▶ _SHORT PROBLEM_: Copy the records from the line with "Target: upholstered seat cushion" up to and including the line with "103 100 L 101", replacing "upholstered seat cushion" with "padded chair seat" and leaving all else unchanged. Give only those lines.
** start of LISTED RECORDS **
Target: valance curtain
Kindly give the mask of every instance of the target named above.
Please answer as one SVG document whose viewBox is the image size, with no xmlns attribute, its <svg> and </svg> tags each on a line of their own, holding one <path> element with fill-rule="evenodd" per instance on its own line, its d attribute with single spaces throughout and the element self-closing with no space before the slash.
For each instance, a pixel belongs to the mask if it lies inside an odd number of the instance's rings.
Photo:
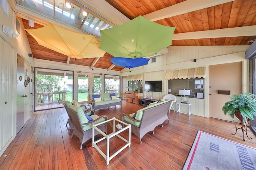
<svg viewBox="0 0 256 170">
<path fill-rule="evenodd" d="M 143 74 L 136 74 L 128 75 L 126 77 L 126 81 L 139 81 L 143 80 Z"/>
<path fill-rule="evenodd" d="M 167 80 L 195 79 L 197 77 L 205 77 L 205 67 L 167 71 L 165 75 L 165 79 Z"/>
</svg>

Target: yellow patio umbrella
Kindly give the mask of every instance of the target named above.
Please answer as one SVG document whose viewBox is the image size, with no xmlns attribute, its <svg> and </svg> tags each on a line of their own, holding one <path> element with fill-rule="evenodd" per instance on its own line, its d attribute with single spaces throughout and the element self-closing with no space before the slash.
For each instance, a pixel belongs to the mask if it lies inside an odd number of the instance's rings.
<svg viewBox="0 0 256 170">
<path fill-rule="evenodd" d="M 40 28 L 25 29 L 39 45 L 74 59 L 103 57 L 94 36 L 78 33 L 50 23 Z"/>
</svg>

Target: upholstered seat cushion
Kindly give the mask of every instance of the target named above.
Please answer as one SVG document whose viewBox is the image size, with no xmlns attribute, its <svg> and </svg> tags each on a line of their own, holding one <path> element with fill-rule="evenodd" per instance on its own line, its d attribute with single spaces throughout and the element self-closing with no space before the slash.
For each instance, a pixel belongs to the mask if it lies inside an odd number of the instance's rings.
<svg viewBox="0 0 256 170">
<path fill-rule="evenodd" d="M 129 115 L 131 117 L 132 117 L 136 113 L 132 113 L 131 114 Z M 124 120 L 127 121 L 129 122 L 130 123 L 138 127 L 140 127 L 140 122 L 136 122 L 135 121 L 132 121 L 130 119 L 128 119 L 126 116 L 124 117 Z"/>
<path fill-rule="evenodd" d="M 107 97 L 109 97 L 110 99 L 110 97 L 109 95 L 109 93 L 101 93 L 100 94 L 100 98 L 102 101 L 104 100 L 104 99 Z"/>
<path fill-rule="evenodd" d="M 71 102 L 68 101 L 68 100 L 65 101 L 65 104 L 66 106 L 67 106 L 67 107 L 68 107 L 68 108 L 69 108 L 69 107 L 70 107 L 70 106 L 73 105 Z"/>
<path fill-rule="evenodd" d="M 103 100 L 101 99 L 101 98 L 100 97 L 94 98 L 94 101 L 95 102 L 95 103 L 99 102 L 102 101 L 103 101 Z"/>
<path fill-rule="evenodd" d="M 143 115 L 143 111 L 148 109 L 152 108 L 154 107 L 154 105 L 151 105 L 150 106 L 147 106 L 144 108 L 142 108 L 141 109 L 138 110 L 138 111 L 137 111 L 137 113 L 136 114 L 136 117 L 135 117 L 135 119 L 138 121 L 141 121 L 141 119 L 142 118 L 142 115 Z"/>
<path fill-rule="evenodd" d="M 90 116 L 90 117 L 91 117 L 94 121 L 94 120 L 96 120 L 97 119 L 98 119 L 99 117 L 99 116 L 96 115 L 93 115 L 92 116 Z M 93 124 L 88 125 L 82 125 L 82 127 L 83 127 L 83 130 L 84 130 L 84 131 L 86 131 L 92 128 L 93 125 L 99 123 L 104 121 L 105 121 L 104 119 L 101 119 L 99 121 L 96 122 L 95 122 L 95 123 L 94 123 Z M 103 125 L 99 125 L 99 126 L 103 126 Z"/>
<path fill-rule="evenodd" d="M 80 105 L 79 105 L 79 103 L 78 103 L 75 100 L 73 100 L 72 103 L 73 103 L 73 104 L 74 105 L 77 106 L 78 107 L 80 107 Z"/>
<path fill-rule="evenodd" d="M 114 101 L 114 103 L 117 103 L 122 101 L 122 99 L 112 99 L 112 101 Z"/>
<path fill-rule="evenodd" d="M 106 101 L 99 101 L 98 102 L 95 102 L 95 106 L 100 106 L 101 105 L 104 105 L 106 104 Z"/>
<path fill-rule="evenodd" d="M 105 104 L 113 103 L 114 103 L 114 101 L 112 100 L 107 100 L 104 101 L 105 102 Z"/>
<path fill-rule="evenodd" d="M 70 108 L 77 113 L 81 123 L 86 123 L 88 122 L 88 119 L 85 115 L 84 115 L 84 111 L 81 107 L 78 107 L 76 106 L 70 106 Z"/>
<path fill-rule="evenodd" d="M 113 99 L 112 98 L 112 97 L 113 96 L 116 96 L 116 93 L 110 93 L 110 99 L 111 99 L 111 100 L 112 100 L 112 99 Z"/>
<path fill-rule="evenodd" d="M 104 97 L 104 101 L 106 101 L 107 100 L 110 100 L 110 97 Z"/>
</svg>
** end of LISTED RECORDS **
** start of LISTED RECORDS **
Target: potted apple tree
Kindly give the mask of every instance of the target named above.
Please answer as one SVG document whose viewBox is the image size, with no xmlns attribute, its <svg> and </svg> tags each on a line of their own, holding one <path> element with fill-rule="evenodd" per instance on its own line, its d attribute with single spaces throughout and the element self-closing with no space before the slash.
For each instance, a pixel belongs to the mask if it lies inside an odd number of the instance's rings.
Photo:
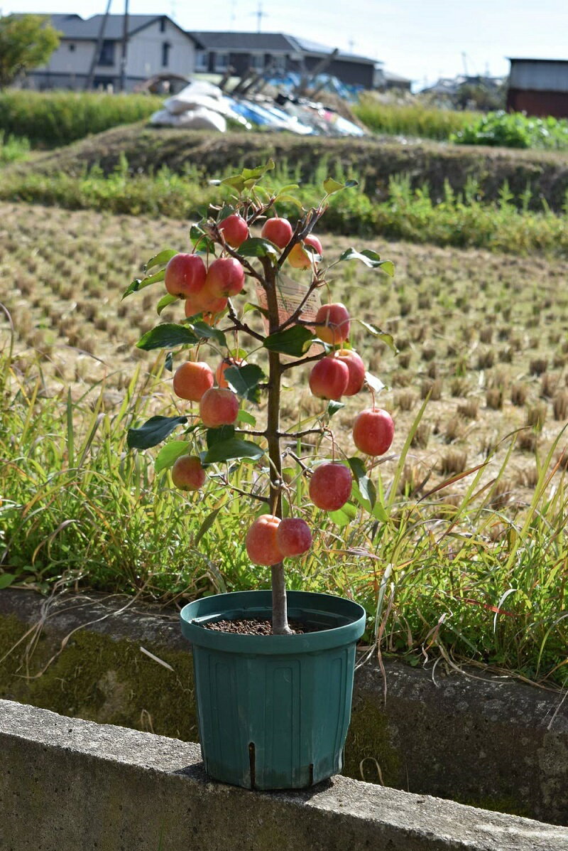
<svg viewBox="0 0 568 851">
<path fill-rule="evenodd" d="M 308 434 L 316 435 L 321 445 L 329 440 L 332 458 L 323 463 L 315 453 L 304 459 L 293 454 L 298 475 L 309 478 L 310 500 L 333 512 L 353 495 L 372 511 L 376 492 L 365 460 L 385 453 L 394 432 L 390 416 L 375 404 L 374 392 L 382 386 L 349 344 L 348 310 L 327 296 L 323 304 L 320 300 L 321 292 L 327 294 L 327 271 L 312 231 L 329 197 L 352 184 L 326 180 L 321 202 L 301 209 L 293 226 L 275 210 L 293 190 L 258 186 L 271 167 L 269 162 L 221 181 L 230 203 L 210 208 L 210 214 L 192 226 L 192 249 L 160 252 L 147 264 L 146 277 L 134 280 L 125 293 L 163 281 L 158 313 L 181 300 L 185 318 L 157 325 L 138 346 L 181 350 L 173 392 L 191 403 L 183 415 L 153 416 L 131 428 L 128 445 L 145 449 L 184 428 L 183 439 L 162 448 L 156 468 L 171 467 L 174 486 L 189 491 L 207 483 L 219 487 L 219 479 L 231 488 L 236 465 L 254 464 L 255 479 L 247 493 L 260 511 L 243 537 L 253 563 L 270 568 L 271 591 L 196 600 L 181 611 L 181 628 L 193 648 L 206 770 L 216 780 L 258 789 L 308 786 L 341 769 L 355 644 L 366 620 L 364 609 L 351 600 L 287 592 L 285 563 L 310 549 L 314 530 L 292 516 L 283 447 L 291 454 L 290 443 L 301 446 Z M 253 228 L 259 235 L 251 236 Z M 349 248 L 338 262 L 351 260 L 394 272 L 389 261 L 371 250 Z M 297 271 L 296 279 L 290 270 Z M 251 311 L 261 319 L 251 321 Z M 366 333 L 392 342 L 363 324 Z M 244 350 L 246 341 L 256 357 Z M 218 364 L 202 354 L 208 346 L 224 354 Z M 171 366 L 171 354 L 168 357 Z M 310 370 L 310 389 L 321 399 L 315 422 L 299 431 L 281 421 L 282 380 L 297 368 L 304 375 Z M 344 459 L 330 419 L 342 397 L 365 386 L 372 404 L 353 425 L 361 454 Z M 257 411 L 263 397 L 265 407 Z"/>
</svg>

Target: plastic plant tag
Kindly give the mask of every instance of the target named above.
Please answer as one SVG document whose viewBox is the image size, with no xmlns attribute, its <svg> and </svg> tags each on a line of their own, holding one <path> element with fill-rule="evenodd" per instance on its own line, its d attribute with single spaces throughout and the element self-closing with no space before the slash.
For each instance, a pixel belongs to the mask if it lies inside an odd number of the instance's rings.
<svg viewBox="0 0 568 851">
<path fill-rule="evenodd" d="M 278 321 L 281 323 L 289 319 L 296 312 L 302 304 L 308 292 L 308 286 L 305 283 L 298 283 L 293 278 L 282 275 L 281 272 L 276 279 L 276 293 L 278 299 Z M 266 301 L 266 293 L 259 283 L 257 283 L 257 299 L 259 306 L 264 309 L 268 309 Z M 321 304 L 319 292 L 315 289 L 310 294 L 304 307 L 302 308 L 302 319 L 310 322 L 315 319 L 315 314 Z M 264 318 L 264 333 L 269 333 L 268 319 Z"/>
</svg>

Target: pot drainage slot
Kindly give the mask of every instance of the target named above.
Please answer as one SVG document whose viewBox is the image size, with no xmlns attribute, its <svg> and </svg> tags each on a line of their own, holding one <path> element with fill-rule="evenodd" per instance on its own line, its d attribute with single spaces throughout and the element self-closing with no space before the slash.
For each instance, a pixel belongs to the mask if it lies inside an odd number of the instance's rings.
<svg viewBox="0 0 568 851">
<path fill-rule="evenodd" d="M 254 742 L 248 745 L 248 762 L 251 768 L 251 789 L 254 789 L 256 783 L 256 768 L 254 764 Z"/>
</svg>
** end of LISTED RECORDS **
** start of LISTED RECORDS **
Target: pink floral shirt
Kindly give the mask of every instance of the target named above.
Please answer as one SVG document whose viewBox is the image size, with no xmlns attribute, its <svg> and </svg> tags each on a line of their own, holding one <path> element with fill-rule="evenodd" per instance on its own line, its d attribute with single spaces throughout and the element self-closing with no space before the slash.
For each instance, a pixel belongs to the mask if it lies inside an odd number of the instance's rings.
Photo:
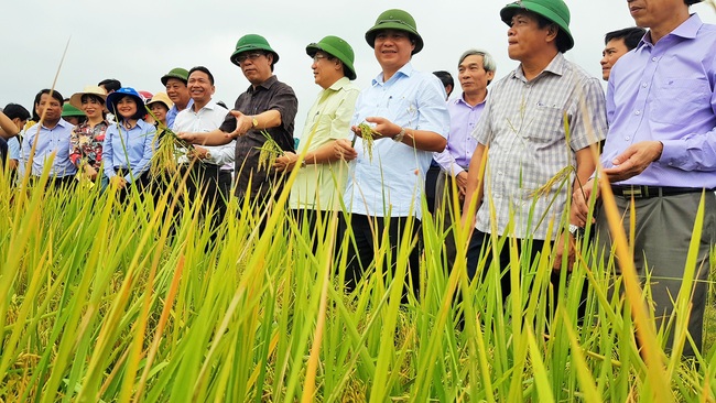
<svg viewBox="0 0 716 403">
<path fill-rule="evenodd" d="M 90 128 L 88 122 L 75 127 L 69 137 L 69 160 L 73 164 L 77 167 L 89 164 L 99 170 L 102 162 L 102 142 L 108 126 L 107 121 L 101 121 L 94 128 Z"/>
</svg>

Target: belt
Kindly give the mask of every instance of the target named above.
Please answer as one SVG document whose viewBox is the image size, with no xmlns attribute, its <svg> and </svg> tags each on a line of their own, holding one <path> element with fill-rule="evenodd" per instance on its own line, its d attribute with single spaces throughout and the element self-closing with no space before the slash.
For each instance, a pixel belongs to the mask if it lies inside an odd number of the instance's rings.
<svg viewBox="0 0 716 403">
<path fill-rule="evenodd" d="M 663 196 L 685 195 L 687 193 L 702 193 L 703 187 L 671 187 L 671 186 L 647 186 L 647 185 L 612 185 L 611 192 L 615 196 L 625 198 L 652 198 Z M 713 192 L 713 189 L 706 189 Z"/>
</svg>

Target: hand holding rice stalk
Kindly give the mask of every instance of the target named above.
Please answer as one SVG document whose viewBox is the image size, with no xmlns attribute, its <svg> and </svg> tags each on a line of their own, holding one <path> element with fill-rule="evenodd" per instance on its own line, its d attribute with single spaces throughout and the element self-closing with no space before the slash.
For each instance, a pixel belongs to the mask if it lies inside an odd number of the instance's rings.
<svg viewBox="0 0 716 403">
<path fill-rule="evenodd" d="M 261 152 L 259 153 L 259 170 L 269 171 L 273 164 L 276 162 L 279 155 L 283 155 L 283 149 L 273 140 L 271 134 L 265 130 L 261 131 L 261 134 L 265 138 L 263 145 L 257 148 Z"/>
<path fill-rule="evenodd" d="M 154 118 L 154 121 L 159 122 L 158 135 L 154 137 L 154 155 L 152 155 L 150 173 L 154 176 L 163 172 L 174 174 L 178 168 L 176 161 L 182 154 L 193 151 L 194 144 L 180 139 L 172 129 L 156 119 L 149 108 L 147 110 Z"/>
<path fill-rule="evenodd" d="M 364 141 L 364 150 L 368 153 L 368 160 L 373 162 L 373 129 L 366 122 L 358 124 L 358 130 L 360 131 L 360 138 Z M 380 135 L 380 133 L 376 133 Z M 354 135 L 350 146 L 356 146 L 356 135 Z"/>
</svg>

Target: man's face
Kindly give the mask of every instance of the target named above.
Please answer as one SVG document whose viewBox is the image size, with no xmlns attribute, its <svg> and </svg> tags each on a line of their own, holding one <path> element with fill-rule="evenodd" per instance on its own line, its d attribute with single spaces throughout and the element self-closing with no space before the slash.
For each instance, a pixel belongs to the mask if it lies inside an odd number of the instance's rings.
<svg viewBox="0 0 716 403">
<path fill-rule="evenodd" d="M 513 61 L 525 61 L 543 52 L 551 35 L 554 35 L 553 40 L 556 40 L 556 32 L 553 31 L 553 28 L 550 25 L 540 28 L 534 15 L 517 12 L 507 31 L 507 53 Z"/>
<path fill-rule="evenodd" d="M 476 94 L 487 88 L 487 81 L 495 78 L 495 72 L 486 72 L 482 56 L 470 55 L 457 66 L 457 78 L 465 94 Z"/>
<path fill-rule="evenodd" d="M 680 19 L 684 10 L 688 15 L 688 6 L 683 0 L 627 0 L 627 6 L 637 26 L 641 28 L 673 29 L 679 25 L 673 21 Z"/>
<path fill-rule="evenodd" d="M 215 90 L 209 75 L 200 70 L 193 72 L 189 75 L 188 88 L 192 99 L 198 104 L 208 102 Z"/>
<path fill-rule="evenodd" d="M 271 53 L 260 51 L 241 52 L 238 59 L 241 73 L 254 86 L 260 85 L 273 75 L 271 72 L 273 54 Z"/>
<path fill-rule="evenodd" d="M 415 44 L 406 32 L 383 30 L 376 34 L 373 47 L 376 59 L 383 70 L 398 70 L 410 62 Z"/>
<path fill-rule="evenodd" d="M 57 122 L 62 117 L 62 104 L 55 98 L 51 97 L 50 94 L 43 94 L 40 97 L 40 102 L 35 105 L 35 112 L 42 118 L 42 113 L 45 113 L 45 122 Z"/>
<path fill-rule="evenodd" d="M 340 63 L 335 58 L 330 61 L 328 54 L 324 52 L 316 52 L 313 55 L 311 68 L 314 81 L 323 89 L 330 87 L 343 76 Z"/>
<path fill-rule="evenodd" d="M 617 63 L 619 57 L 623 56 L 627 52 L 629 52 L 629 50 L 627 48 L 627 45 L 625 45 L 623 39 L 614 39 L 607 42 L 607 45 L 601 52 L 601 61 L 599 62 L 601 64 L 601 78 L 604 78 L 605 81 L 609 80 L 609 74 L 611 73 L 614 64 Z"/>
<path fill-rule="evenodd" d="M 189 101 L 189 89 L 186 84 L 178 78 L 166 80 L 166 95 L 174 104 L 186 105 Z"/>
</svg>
** end of LISTED RECORDS **
▶ _IN RESPONSE_:
Target: padded chair seat
Kindly give the mask of every instance of the target named above.
Please answer as one SVG document whose viewBox is the image size, with no xmlns attribute, its <svg> and </svg> tags each on a line of their own, holding one <path> element with fill-rule="evenodd" per instance on its own line, its d attribute with single spaces throughout and the element self-closing with no space before the slash.
For each instance, a pixel belongs to the mask if it lies inside an odd number of the instance's rings.
<svg viewBox="0 0 256 170">
<path fill-rule="evenodd" d="M 129 115 L 131 117 L 132 117 L 136 113 L 132 113 L 131 114 Z M 124 120 L 127 121 L 129 122 L 130 123 L 138 127 L 140 127 L 140 122 L 136 122 L 135 121 L 132 121 L 130 119 L 128 119 L 126 116 L 124 117 Z"/>
<path fill-rule="evenodd" d="M 107 97 L 109 97 L 110 99 L 110 97 L 109 95 L 109 93 L 101 93 L 100 94 L 100 98 L 102 101 L 104 100 L 104 99 Z"/>
<path fill-rule="evenodd" d="M 71 102 L 68 101 L 68 100 L 65 101 L 65 104 L 66 106 L 67 106 L 67 107 L 68 107 L 68 108 L 69 108 L 69 107 L 70 107 L 70 106 L 73 105 Z"/>
<path fill-rule="evenodd" d="M 103 100 L 101 99 L 101 98 L 100 97 L 94 98 L 94 101 L 95 102 L 95 103 L 99 102 L 102 101 L 103 101 Z"/>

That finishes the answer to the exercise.